▶ **課題**:
以下に載せる梶木剛氏の思い出をつづった文章を、最後の一文の後から書き継いでもらえますか？

▶ **本文抜粋**:
----------------

文芸評論家、梶木剛氏の思い出

●梶木剛氏の新著『文学的思考の振幅』が発刊された(2012年8月20日、深夜叢書社発行、定価3000円+税)。新著と言っても、梶木氏は、2010年5月に他界されている。73歳の若さだった。没後、著書が刊行されたのは、奥様の篤い思いと、出版社など関係者の御配慮があってのことである。物書きとしての梶木氏は幸せ者だと思う。

●新著『文学的思考の振幅』の目次を見て、改めて梶木氏の視野の広さを痛感せずにいられない。第1章の照葉樹林関連の評論は圧巻である。殊にトップの「衝撃、照葉樹林の発見」は書下ろし絶筆だという。流石に、病魔と闘いながらも、これを執筆したのか、と思うと、氏の執念にも近い情熱が伝わってくる。中尾佐助氏の稲作研究に関しては、生前、酒を酌み交しながら、たくさんのことを教えて頂いた。その後、中尾氏の、朝日選書『分類の発想』に出会って、それこそ衝撃を受けた。これも、梶木氏の導きかと、深く感謝している。

----------------

▶ **データ抜粋**:
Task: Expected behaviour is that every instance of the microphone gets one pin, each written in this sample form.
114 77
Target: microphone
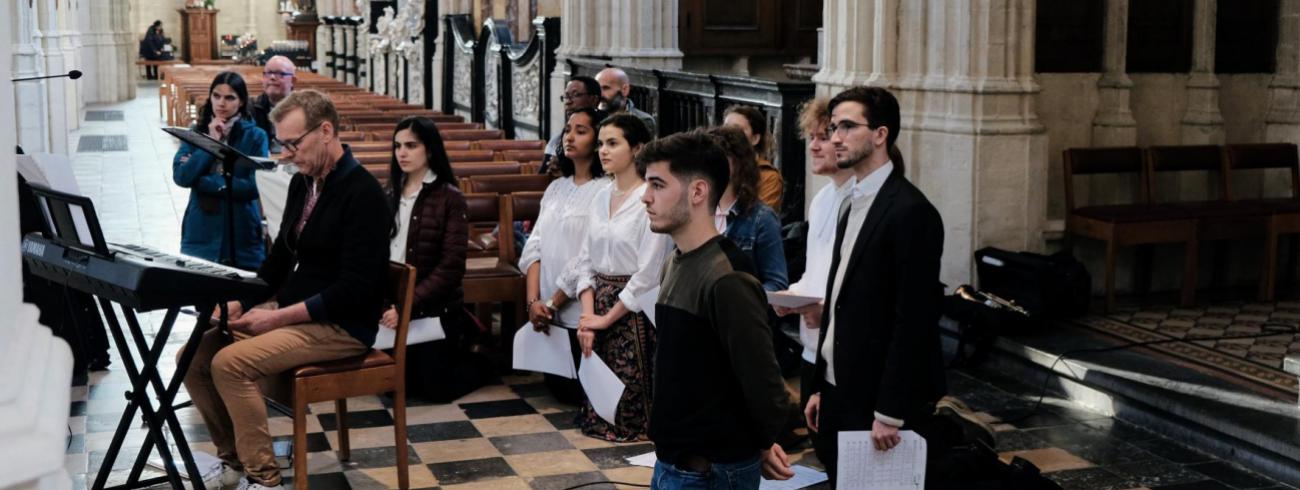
73 74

----------------

▶ **回答**:
●思い出せば、梶木氏とは、よく外国へも行った。10回くらいは行っている。ドイツ、フランス、オーストリアギリシャ、スペイン、チェコインドネシア、中国、韓国、私は、ただ、付いて行くのみだけれど、梶木氏は事前に調査して、充実した旅にしていた。また、飛行機の中でも歌を詠み、ホテルではヒマを見て、印象・所感を書いていた。私よりも2歳下なのに、教えて頂いたことの方が多い。

★本書の詳細 → http://www.ksskbg.com/sonota/shin.htm

■梶木剛氏の新著『文学的思考の振幅』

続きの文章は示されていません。